-- Extracted information follows --

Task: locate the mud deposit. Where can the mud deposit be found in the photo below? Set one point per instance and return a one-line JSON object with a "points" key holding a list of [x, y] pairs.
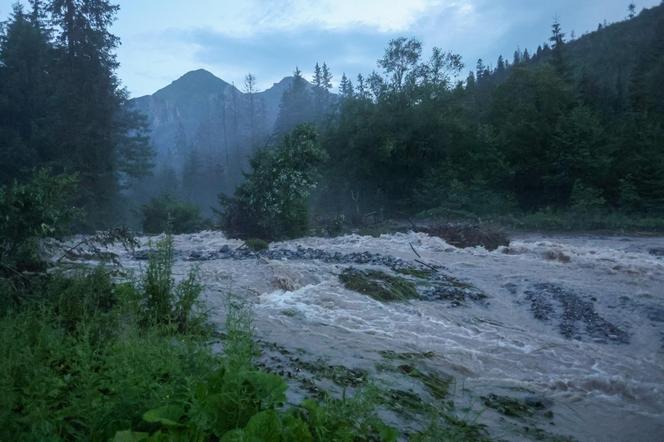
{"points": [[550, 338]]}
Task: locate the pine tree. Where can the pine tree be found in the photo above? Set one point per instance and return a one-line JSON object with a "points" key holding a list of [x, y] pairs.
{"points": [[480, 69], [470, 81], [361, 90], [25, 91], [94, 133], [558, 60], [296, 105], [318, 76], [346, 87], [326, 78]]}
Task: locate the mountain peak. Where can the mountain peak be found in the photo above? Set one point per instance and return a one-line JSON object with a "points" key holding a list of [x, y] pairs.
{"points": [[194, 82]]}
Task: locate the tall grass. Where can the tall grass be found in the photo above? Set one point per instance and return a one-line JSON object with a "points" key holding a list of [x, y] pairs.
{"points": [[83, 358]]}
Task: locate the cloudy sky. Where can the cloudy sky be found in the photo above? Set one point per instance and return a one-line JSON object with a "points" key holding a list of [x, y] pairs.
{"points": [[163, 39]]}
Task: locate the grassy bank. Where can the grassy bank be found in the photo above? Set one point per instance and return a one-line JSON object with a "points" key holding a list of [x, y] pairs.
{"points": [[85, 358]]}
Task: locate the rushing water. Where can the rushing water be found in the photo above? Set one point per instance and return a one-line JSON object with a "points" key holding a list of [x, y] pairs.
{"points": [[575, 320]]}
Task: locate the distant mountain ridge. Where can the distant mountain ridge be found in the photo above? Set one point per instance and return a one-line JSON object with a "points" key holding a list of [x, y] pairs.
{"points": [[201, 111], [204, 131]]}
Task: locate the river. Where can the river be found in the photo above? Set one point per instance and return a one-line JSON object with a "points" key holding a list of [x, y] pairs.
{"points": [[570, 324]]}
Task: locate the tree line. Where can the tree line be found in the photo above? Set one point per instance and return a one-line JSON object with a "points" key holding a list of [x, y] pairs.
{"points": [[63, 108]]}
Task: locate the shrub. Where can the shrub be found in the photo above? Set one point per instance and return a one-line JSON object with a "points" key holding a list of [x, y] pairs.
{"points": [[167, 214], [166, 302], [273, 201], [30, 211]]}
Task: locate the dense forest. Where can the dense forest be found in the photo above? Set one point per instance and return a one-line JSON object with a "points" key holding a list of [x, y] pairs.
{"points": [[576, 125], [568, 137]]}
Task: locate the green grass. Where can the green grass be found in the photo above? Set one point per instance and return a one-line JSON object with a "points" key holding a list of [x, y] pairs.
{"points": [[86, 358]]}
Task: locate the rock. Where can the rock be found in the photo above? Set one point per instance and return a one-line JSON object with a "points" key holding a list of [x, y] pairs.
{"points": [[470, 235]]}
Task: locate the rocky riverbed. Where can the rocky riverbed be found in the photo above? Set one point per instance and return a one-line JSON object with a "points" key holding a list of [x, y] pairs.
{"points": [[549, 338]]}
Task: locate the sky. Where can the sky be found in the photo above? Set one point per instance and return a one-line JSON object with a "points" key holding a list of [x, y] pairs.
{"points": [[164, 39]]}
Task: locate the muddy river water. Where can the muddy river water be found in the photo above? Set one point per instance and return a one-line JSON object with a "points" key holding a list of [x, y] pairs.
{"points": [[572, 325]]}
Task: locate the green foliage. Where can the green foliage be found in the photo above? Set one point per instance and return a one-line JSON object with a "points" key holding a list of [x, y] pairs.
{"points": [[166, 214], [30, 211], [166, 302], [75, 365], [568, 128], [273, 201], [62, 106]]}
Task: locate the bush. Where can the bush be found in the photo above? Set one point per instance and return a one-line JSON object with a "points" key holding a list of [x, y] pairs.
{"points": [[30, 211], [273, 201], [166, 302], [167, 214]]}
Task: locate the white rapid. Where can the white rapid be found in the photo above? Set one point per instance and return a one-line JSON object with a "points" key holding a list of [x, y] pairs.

-- Extracted information concluded --

Exercise instructions -> Aside from the pictures, copy all of the entries exactly.

Response to this exercise ->
Task: locate the mud deposit. Where can the mud deposit be found in the photo below? Set one point per instance and return a one-line JSON object with a "points" key holding a list of [x, y] pairs.
{"points": [[550, 338]]}
Task: locate the pine tree. Where can the pine tree be found in the photo above? Set one point per instance and return a one-line JSON object with a "points" key holding a list of [x, y] pairs.
{"points": [[480, 69], [470, 81], [361, 90], [25, 91], [94, 133], [558, 60], [296, 105], [318, 76], [346, 87], [326, 78]]}
Task: locate the mountain peak. Where can the mountain peak be found in the photo above? Set one point per instance and return a one-line JSON object with a "points" key holding a list of [x, y] pairs.
{"points": [[194, 82]]}
Task: locate the tall grass. Where can the tall grass be found in the photo above? Set one point per instance and return a one-line JSON object with a "points" key holding a list of [x, y] pairs.
{"points": [[83, 358]]}
Task: locate the cloudy sky. Where can the cloudy sky be found in the photo above? Set one point per instance and return a one-line JSON object with a "points" key holding a list of [x, y] pairs.
{"points": [[163, 39]]}
Task: locate the grassy bank. Where can the grassy bank be found in the photo above? Set one point per instance and return a one-line JSON object with a "points" key holding a list of [x, y] pairs.
{"points": [[85, 358]]}
Task: locate the rushing water. Where can the rushing water be found in the photo above? Set one point per instance and return a one-line JSON object with a "points" key holding a list of [x, y] pairs.
{"points": [[575, 320]]}
Task: locate the distant mountain ridge. Where can the distant mountain ridge be found in the photo above? Set one point per instance and return a one-line JSON object with a "points" key holding a list of [x, y] pairs.
{"points": [[201, 111], [204, 131]]}
Task: locate the river. Where can the river be found in the photo above? Set one point per instance and return a one-line JSON object with a "points" key holding a list of [x, y] pairs.
{"points": [[570, 324]]}
Task: locate the tree line. Where can the tree line be found in the photo above? Set one point per instance and return a one-line JSON object with a "points" key holding a list of [x, y] pairs.
{"points": [[63, 108]]}
Task: locate the shrub. Where can the shrub be found in the photo above? Set one point per instance and return a one-line JSON object with a "points" key holding a list of [x, y] pairs.
{"points": [[167, 214], [166, 302], [273, 201], [30, 211]]}
Task: locate the dense forest. Where can the dense forest be found in the photo above? Set one point per instance and return a one-line JSON object with a "points" key holding a list of [x, y] pairs.
{"points": [[576, 125], [568, 137]]}
Task: locate the green grass. Where can the green grass be found in the photo above? Set one point per instance and return a one-line JSON object with a "points" key holding a list of [x, y] pairs.
{"points": [[86, 358]]}
Task: locate the rock. Where can the rock be found in the photo above? Set one point per instance and return a one-line JSON object with a "points" key holding a list of [x, y] pairs.
{"points": [[470, 235]]}
Task: locate the rocky riverbed. Where can the rocky riverbed be found in the photo above? Set one point per instance and return a one-line JSON object with a "points" key holding a list of [x, y] pairs.
{"points": [[549, 338]]}
Task: locate the sky. Where can the sky be found in the photo above? Set one point per instance and return a one-line JSON object with a "points" key holding a list of [x, y] pairs.
{"points": [[164, 39]]}
Task: locate the muddy river water. Where can the muddy river water be found in the photo above? Set one point per instance and return a one-line JSON object with a "points" key holding a list of [x, y] pairs.
{"points": [[572, 325]]}
Task: locate the green foliage. Where can the green foliage be found in the photo above? Set one point per instance and return a one-line JSON object with a "points" key holding a list of [x, y] pairs.
{"points": [[166, 214], [30, 211], [166, 302], [75, 365], [568, 128], [273, 201], [62, 106]]}
Task: locate the bush. Where can the bush be found in the photo above? Set one point per instance and return a one-line JSON object with a "points" key holding a list of [x, y] pairs.
{"points": [[30, 211], [273, 201], [166, 302], [167, 214]]}
Task: locate the white rapid. Where can the white rapid be found in the photo above? Set one point per instance and return a one-line JSON object with a "points" key holding a list of [x, y] pairs.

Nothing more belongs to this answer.